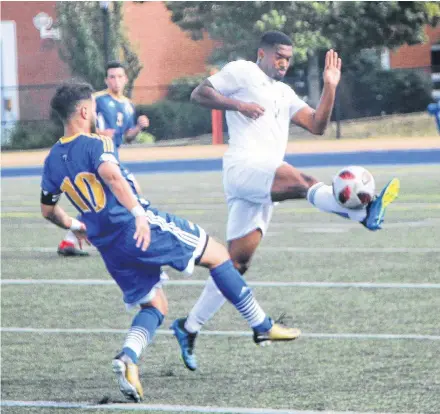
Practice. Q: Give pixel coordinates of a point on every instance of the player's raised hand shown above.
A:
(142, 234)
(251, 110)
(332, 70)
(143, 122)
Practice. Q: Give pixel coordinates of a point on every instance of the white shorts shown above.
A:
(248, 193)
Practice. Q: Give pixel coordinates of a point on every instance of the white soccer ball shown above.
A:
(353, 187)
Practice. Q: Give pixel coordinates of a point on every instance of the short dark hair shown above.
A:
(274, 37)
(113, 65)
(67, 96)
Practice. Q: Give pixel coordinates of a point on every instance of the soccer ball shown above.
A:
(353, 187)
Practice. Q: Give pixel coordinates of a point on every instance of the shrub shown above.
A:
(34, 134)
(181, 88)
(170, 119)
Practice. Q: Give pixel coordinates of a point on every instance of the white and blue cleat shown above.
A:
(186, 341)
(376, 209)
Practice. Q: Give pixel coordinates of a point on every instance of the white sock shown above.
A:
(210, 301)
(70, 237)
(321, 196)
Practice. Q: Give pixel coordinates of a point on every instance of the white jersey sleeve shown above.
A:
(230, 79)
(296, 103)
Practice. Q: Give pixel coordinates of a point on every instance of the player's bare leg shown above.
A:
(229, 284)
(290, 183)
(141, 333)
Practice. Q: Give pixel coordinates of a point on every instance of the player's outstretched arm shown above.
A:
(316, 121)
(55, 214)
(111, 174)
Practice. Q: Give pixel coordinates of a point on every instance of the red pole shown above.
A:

##########

The expected result is every line above containing the string "white".

Practice. Q: Give pixel coordinates of a point on every instance of the white shorts shown above.
Practice. Q: Give pixel coordinates of a point on every instance of the white soccer ball shown above.
Practice. Q: Give pixel coordinates of a point on every instance of the white and blue cleat shown above.
Practice. Q: Give pixel coordinates of a point on every instance of the white sock shown above.
Practice. Q: Give pixel coordinates of a point on every instance of the white jersey sleeve shown above.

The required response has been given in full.